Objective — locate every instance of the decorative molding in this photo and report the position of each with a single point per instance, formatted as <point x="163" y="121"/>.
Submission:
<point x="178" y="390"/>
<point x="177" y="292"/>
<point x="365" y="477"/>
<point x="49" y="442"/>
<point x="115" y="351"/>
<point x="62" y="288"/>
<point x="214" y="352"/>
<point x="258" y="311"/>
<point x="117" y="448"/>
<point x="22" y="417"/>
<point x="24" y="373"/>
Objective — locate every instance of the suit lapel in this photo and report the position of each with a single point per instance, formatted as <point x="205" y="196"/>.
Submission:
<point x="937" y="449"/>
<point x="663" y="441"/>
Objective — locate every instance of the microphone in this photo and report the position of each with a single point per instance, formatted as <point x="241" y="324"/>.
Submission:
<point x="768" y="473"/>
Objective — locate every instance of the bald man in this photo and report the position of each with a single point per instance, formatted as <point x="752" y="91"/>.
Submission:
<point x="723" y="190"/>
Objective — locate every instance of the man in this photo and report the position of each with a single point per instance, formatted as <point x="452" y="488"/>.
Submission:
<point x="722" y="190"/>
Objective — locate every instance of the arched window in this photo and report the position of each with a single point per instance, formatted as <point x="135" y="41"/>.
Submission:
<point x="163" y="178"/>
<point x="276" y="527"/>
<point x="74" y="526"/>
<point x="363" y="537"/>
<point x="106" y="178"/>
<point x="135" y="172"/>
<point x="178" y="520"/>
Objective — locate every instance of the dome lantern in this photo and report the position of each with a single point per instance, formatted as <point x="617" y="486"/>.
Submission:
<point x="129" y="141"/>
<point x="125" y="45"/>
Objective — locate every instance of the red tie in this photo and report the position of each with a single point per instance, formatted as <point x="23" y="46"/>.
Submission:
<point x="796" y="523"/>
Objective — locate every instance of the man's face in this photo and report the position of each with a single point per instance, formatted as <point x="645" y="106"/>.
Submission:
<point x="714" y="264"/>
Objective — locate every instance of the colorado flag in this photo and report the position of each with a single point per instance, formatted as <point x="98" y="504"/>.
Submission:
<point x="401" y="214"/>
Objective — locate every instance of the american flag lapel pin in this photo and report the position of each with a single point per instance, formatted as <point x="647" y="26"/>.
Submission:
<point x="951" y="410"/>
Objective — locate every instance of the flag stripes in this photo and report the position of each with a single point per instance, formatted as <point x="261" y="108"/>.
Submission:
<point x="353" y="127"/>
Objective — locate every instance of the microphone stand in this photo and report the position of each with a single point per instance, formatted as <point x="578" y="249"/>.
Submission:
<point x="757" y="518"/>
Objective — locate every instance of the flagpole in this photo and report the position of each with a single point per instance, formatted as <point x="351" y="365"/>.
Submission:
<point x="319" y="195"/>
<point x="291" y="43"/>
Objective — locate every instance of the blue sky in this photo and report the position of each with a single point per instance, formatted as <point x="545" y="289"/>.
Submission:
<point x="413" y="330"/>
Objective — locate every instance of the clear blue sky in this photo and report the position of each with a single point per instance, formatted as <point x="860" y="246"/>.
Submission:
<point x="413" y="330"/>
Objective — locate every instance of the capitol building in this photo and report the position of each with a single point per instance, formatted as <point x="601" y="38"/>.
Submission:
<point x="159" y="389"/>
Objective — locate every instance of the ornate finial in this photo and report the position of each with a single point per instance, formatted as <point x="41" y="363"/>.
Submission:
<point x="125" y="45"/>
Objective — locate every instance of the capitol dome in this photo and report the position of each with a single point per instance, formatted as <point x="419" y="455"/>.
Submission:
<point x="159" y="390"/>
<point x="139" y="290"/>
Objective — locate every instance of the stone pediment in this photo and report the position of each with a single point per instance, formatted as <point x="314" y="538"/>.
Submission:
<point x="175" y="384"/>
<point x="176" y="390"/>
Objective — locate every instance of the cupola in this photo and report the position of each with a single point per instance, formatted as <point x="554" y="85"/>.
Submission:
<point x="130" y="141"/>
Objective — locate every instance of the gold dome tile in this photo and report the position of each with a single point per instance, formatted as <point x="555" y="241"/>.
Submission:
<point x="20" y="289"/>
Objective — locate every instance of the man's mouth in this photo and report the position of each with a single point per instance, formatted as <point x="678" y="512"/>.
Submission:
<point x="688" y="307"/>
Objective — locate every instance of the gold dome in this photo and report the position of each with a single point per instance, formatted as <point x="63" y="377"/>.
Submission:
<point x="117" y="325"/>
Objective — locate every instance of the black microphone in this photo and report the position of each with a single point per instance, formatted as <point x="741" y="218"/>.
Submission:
----------
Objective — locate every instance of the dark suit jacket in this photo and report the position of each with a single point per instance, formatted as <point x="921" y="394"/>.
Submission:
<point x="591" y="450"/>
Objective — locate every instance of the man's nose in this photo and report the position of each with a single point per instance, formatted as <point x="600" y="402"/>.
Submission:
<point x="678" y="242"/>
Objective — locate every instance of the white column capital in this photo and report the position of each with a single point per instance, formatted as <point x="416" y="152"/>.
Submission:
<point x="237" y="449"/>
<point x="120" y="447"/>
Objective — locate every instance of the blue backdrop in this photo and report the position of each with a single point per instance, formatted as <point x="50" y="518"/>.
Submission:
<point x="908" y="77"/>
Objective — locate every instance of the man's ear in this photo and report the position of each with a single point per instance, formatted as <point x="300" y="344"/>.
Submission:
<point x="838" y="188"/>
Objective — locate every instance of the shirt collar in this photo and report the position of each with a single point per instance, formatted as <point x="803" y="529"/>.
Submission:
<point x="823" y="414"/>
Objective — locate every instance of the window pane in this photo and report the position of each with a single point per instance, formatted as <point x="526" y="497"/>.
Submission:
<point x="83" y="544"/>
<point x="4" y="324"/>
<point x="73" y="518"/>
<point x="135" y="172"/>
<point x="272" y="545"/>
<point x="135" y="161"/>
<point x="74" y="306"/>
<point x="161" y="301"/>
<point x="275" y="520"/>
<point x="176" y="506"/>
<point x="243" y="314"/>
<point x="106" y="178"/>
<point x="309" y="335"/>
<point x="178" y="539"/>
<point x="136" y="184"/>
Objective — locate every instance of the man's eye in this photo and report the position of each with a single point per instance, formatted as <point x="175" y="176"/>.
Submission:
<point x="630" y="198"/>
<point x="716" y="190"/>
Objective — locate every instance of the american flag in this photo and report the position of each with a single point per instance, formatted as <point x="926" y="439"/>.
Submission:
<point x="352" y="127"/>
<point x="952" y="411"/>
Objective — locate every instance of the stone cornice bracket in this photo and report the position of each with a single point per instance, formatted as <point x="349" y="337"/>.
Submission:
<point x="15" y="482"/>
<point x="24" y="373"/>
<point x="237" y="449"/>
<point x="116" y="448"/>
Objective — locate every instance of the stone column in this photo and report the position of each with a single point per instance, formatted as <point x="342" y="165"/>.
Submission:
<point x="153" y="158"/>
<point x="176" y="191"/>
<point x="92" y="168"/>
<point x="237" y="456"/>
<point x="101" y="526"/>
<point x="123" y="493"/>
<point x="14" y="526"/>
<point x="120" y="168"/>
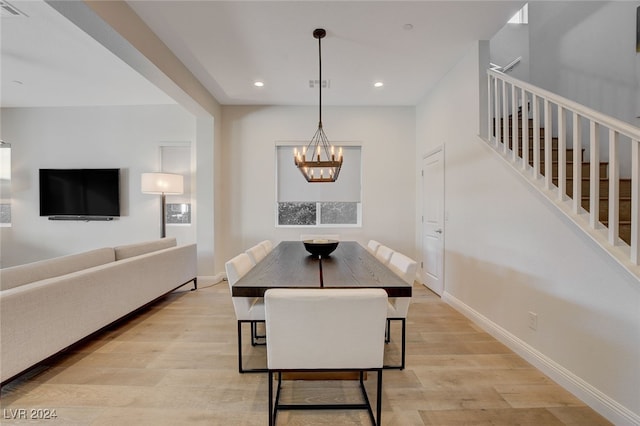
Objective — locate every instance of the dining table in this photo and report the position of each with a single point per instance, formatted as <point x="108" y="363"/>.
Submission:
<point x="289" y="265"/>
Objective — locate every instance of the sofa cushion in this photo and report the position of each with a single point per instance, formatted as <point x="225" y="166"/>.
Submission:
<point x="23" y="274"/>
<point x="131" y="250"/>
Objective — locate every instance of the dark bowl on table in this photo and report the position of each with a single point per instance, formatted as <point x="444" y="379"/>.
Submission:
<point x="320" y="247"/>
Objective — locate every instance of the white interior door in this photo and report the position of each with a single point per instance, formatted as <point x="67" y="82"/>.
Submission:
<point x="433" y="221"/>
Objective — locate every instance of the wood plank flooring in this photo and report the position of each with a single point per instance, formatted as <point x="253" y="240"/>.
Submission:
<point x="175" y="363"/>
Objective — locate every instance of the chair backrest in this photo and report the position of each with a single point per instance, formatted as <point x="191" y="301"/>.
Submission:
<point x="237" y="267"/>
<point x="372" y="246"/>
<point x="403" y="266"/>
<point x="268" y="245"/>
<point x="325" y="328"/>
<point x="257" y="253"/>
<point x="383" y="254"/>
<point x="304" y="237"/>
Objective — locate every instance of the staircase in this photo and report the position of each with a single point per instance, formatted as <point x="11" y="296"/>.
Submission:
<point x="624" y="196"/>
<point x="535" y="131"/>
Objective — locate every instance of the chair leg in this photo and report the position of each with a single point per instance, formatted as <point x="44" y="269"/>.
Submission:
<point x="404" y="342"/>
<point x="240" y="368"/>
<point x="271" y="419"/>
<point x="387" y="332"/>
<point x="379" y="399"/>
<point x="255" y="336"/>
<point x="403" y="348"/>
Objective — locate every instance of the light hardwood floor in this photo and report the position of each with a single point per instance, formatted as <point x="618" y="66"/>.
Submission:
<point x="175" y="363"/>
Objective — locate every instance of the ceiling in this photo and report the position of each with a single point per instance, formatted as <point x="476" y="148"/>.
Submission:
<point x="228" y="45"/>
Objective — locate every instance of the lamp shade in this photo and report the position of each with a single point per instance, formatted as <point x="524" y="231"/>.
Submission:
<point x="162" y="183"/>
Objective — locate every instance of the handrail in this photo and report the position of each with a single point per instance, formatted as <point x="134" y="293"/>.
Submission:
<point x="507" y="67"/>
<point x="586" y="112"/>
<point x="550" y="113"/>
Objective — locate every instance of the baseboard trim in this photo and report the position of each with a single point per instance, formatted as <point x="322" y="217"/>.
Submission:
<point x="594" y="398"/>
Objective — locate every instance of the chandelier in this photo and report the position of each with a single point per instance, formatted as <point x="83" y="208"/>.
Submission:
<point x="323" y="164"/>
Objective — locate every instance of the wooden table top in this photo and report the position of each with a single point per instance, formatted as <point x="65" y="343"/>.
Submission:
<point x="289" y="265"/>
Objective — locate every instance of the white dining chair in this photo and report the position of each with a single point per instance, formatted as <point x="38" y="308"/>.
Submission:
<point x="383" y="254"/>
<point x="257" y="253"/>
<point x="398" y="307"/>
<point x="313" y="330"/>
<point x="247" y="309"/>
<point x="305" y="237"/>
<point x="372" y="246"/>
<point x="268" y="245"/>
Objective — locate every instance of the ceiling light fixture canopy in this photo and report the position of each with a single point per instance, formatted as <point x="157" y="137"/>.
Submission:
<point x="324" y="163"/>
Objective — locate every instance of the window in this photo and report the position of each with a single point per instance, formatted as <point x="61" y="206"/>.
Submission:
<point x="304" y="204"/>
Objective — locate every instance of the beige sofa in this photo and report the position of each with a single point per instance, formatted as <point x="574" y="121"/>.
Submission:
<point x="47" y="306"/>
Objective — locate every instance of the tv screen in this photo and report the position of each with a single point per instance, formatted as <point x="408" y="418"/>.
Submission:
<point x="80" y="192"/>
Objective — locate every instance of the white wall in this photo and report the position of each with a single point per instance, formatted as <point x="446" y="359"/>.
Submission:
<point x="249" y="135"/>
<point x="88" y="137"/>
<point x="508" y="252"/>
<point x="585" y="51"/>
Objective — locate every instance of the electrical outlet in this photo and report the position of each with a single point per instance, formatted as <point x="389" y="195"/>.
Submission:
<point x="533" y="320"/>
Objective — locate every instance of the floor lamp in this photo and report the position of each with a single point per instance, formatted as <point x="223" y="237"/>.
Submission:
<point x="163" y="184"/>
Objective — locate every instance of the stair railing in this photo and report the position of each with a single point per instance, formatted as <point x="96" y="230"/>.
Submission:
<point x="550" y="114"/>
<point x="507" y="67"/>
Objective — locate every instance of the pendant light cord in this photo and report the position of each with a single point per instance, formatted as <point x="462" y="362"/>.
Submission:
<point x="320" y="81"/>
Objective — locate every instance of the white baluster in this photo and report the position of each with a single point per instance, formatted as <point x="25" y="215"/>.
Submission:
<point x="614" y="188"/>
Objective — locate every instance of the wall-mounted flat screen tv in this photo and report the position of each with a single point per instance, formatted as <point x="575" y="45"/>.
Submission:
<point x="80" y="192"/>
----------
> EXERCISE DIRECTIONS:
In the records above, find the line with "Objective — locate every instance of the lamp"; write out exactly that line and each one after it, stopping after the line with "Objective — locate every instance of the white dining".

> RESULT OF THE EXERCISE:
Objective — locate every instance of the lamp shade in this photo and report the position of each with a single point per instance, formatted as <point x="524" y="231"/>.
Submission:
<point x="162" y="183"/>
Objective — locate every instance of the handrail in this photo and report the position of each with a single point per instance, formatted as <point x="134" y="293"/>.
Submission:
<point x="507" y="67"/>
<point x="586" y="112"/>
<point x="550" y="113"/>
Objective — locate every instance of the baseboard trim in this photo and report the position of each with a single point per instance, formatted as <point x="322" y="217"/>.
Submission:
<point x="594" y="398"/>
Objective — locate every instance of the chandelier in this photo and report the position of each with a single point per instance, formatted as <point x="83" y="208"/>.
Submission:
<point x="323" y="164"/>
Objective — locate every instance of the wooden table top in this photo and report the position of each with a single point per instance, formatted as <point x="65" y="343"/>.
Submission:
<point x="289" y="265"/>
Objective — locate every instance of the white dining chair in this photo and report the position of each with a single point per instance, formatted as <point x="38" y="308"/>.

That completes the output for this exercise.